Excerpts from a location annotation dataset
• • •

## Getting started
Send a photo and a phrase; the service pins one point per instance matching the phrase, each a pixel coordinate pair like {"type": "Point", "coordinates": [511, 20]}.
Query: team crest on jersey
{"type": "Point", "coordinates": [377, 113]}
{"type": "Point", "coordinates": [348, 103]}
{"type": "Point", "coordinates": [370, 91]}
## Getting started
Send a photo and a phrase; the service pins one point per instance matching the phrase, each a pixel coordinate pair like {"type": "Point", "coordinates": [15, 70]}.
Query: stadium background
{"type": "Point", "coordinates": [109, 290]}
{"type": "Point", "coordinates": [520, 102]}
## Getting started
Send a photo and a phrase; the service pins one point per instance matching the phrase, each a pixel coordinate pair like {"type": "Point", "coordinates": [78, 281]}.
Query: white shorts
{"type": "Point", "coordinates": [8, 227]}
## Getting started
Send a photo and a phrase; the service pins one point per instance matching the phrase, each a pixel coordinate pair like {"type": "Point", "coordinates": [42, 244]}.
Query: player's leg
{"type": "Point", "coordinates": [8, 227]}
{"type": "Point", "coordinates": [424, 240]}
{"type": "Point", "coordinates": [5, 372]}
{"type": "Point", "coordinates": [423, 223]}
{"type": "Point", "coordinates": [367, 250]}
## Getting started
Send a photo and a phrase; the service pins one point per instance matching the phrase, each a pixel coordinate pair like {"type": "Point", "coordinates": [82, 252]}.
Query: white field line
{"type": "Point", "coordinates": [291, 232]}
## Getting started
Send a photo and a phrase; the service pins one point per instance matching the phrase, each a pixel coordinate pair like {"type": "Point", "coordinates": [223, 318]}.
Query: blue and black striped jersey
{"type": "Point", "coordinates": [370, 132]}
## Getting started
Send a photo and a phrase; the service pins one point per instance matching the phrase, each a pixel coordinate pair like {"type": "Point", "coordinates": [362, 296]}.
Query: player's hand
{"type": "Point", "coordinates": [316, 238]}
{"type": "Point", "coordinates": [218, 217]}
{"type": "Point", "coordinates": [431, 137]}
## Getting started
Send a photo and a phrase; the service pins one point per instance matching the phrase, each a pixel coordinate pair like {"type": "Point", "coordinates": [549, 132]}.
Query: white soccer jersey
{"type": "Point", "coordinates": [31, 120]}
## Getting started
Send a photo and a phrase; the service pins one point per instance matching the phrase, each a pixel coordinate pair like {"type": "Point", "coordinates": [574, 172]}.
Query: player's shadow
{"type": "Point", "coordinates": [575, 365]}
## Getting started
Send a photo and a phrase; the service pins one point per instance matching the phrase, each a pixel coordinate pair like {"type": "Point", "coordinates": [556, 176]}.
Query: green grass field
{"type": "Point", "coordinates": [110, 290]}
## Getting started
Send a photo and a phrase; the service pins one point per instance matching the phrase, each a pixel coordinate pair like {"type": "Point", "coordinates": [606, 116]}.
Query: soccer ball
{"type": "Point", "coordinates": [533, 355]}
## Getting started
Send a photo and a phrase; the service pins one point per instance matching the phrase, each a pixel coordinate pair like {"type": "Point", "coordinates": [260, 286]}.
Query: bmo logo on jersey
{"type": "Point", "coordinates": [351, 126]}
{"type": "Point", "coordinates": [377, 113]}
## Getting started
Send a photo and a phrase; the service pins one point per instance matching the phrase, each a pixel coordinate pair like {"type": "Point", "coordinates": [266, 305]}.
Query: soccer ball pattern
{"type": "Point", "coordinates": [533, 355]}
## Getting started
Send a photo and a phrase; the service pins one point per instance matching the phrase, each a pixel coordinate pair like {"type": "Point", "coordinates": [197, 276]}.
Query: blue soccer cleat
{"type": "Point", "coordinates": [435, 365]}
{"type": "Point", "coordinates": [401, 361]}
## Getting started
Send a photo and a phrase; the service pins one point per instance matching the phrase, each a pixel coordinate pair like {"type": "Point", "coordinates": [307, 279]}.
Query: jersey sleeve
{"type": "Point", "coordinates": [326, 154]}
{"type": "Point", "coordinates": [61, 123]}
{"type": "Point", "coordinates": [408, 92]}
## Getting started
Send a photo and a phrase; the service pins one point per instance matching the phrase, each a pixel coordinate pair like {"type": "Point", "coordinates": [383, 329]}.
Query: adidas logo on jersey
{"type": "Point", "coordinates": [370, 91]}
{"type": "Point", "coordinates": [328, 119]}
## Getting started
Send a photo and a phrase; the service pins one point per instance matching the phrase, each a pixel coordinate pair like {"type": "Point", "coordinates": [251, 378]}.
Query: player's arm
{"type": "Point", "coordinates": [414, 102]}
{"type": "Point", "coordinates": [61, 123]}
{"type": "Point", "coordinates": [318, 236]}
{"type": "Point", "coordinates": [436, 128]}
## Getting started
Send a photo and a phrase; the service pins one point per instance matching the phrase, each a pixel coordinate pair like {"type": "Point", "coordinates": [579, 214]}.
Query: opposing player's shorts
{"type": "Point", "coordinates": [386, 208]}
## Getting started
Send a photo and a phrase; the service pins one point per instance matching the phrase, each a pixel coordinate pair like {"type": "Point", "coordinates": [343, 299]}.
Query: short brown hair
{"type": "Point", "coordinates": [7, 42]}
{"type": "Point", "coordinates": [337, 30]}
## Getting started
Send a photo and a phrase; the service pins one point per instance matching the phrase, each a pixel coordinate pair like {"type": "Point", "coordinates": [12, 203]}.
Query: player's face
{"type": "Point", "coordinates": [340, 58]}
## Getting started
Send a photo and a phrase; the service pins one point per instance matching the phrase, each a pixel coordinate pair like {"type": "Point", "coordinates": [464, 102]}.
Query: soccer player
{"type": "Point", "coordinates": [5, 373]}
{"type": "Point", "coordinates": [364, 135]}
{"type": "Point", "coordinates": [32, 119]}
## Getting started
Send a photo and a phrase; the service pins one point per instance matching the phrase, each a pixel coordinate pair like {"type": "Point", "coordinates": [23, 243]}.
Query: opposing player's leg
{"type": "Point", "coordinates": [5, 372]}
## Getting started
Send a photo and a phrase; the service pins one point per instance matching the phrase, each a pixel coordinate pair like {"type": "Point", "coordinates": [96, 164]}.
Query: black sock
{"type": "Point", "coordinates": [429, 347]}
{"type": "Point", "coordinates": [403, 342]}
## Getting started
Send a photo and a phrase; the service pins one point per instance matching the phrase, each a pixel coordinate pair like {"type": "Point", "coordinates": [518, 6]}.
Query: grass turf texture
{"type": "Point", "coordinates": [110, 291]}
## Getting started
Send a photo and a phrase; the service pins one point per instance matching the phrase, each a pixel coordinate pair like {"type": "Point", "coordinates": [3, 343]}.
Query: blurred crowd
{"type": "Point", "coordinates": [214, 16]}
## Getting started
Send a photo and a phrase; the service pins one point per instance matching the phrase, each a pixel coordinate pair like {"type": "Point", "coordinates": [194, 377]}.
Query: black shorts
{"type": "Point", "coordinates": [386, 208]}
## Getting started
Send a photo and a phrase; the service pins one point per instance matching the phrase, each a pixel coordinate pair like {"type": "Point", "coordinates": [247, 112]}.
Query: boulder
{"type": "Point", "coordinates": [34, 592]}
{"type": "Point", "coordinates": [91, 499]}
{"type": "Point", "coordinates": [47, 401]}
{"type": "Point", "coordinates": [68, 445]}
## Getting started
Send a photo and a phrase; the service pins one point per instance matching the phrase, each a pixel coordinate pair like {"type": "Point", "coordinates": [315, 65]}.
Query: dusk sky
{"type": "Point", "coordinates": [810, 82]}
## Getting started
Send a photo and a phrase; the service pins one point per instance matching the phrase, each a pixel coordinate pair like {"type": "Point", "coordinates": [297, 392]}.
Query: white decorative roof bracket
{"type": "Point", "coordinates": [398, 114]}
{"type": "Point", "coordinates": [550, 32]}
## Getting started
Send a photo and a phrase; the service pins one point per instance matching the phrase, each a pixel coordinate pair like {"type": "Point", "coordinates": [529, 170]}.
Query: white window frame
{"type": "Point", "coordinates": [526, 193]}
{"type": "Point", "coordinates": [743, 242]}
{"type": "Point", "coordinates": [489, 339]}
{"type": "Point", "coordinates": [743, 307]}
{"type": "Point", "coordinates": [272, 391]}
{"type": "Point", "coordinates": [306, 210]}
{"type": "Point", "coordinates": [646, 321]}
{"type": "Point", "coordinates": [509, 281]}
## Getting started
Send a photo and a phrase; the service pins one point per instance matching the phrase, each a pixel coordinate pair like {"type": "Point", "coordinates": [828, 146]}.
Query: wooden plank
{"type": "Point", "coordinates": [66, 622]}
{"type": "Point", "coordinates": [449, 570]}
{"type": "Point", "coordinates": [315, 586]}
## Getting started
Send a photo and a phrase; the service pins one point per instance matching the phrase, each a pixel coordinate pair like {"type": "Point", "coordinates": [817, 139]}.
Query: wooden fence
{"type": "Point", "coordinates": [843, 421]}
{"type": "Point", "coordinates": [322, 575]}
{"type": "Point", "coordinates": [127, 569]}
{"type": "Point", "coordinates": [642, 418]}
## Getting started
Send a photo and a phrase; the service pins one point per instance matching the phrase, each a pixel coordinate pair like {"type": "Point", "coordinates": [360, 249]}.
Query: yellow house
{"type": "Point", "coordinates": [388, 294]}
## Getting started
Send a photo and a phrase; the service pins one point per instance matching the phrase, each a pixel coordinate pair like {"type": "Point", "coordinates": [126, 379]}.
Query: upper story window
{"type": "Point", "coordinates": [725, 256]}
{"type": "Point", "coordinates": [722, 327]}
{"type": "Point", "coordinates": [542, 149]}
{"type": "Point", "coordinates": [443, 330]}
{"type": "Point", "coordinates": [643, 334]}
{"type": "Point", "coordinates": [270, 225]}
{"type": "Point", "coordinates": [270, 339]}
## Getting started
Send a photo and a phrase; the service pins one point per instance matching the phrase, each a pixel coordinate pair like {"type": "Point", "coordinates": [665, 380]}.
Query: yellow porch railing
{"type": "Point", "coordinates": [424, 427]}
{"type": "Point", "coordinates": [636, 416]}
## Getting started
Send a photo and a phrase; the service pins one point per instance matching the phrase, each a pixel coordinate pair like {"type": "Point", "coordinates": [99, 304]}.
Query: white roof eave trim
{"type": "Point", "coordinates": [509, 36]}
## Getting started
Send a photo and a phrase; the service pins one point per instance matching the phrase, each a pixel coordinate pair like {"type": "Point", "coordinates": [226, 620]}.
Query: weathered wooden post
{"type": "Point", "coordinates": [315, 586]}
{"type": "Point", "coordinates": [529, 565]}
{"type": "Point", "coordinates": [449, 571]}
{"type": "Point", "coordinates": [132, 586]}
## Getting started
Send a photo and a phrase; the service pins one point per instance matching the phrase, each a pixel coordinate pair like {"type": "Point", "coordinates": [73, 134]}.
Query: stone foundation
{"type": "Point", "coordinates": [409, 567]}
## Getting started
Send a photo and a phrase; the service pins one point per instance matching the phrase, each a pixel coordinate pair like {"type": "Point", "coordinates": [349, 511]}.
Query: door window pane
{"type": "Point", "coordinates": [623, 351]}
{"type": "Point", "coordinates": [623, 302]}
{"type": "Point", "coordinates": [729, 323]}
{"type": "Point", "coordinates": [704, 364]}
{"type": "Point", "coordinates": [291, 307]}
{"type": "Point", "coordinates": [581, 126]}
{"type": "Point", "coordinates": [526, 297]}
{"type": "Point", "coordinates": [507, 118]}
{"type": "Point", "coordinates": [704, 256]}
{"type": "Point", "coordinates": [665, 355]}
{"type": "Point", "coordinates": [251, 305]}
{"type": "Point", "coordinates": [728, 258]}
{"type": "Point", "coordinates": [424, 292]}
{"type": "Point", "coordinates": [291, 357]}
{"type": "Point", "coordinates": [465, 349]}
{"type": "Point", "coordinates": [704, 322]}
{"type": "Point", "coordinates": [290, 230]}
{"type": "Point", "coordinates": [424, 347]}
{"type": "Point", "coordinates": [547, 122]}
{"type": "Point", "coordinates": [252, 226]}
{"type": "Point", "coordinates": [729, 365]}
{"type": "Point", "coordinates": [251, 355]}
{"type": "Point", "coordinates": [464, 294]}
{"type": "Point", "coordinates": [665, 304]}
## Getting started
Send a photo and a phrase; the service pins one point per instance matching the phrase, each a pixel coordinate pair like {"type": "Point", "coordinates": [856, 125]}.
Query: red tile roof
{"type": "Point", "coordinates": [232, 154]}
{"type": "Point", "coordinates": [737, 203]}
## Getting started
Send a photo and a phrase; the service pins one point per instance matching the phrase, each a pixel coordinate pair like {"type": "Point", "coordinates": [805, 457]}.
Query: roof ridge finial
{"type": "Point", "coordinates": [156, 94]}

• • •

**Problem to work on**
Pick out each line of the items above that contains the word "white", and copy those lines.

**Exercise output**
Query: white shorts
Query: white field line
Query: white soccer jersey
Query: white decorative roof bracket
Query: white window frame
Query: white roof eave trim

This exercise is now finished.